YOUR INSTRUCTIONS —
Answer these questions from the Val-Kill cottage text below.
(a) Who usually presided over the kitchen that served as a bar in Tommy's apartment?
(b) What was Eleanor usually doing with her fingers while she set the pace of the after-dinner conversation?
(c) During what part of the year did Eleanor really live at Val-Kill?

PAGE EXCERPT —
+-------+

Tommy's apartment in the Val-Kill cottage had two bedrooms and a screened porch where, on genial summer days, breakfast and lunch were served. A living room served as Tommy's office and a kitchen served as a bar, usually presided over by Henry Osthagen, a gruff-voiced employee of the Treasury Department who had been gassed in the war and who became Tommy's companion after she and her husband separated. Guests at the cottage usually assembled in Tommy's office-living room for drinks before going to dinner, a ritual that Eleanor never allowed to become too protracted. It was a family joke that when mother announced dinner, there was no nonsense—“it was ready—now.”

After dinner the guests went into the living room and sat around the fireplace. Conversation never flagged, with Eleanor, her fingers busy with some piece of knitting, setting the pace. She loved to read aloud, especially poetry, and often the much-used
Home Book of Verse
or Auntie Corinne's many books of poetry or, in the late thirties, “John Brown's Body” by Stephen Vincent Benét was brought out. She read well and without self-consciousness.

She managed an occasional week end at Val-Kill all through the winter but really lived there from Memorial Day until the end of September. The seasons in Dutchess County are very distinct, each with its own colors, shapes, and scents, and the changes and Eleanor's pleasure in them were faithfully chronicled in her letters and columns.

+-------+

DATA SHOWN —
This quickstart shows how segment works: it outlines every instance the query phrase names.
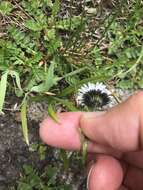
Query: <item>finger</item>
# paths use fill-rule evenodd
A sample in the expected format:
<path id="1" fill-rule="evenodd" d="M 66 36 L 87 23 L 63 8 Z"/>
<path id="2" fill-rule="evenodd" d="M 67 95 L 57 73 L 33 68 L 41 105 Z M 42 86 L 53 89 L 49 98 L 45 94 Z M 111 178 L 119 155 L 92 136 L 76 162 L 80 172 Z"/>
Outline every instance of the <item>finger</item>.
<path id="1" fill-rule="evenodd" d="M 124 185 L 132 190 L 143 189 L 143 171 L 136 167 L 129 167 L 124 180 Z"/>
<path id="2" fill-rule="evenodd" d="M 120 163 L 113 157 L 100 155 L 89 171 L 87 187 L 88 190 L 115 190 L 121 186 L 122 180 Z"/>
<path id="3" fill-rule="evenodd" d="M 125 187 L 124 185 L 122 185 L 118 190 L 129 190 L 129 189 Z"/>
<path id="4" fill-rule="evenodd" d="M 79 118 L 81 112 L 68 112 L 58 114 L 60 123 L 56 123 L 50 117 L 41 123 L 40 137 L 48 145 L 67 150 L 81 149 L 81 134 L 79 130 Z M 103 146 L 88 141 L 88 152 L 110 154 L 121 157 L 119 151 L 111 147 Z"/>
<path id="5" fill-rule="evenodd" d="M 79 132 L 79 119 L 81 112 L 67 112 L 58 114 L 60 123 L 51 118 L 45 119 L 40 124 L 41 139 L 54 147 L 67 150 L 79 150 L 81 137 Z"/>
<path id="6" fill-rule="evenodd" d="M 143 92 L 131 96 L 124 103 L 106 113 L 84 113 L 80 127 L 90 139 L 120 151 L 140 148 L 143 139 Z"/>
<path id="7" fill-rule="evenodd" d="M 143 169 L 143 151 L 125 153 L 123 159 L 130 165 Z"/>

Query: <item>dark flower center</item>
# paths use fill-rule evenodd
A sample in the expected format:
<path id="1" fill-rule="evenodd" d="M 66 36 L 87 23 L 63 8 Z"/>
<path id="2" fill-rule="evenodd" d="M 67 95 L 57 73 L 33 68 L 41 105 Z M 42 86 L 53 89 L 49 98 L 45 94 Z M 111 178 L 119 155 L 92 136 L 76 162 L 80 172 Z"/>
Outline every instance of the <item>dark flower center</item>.
<path id="1" fill-rule="evenodd" d="M 108 94 L 101 92 L 100 90 L 90 90 L 83 94 L 83 104 L 88 108 L 102 108 L 110 101 Z"/>

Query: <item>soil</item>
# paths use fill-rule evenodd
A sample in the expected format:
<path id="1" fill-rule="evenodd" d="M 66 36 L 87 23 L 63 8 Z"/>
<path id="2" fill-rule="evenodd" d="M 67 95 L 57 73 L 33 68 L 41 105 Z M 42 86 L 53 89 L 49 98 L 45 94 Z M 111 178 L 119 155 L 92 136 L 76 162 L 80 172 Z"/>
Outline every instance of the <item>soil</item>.
<path id="1" fill-rule="evenodd" d="M 6 107 L 14 107 L 17 100 L 9 100 Z M 45 117 L 45 104 L 32 103 L 28 111 L 28 128 L 30 144 L 41 143 L 39 139 L 39 122 Z M 8 108 L 7 108 L 8 109 Z M 33 113 L 33 114 L 32 114 Z M 39 117 L 37 114 L 39 113 Z M 43 114 L 41 114 L 43 113 Z M 38 171 L 44 171 L 48 165 L 58 167 L 56 175 L 57 185 L 71 184 L 72 189 L 84 190 L 85 176 L 78 167 L 76 159 L 72 162 L 68 170 L 63 169 L 60 159 L 60 150 L 47 146 L 45 159 L 41 160 L 37 151 L 31 151 L 23 139 L 20 113 L 17 111 L 5 110 L 5 114 L 0 117 L 0 190 L 16 190 L 17 181 L 23 174 L 23 165 L 31 165 Z M 38 119 L 37 119 L 38 118 Z M 69 155 L 73 153 L 69 152 Z M 78 176 L 78 179 L 77 179 Z"/>
<path id="2" fill-rule="evenodd" d="M 124 100 L 132 92 L 117 89 L 116 94 L 120 100 Z M 14 107 L 15 103 L 17 103 L 16 99 L 10 99 L 6 107 Z M 117 102 L 112 98 L 108 106 L 112 107 L 115 104 Z M 46 110 L 47 105 L 45 103 L 43 105 L 42 103 L 32 103 L 29 107 L 28 128 L 30 144 L 41 142 L 38 134 L 38 122 L 40 122 L 42 117 L 45 117 Z M 71 152 L 68 154 L 71 154 Z M 0 155 L 0 190 L 16 189 L 16 182 L 22 174 L 24 164 L 32 165 L 39 171 L 42 171 L 47 165 L 56 165 L 58 166 L 58 182 L 72 184 L 74 190 L 86 189 L 86 178 L 83 176 L 84 171 L 79 168 L 77 160 L 73 159 L 68 171 L 64 171 L 63 163 L 59 159 L 60 150 L 47 146 L 46 157 L 44 160 L 40 160 L 38 152 L 33 152 L 28 148 L 23 139 L 21 123 L 19 122 L 19 112 L 11 111 L 11 109 L 5 110 L 5 114 L 0 117 Z"/>

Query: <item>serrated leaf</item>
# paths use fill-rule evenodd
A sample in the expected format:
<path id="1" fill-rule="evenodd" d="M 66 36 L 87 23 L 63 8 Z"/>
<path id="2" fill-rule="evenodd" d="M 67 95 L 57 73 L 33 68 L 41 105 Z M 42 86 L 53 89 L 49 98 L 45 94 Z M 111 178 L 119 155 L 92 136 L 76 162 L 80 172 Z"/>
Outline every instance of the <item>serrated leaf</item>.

+-------+

WRITTEN REPLY —
(a) Henry Osthagen
(b) Knitting
(c) From Memorial Day until the end of September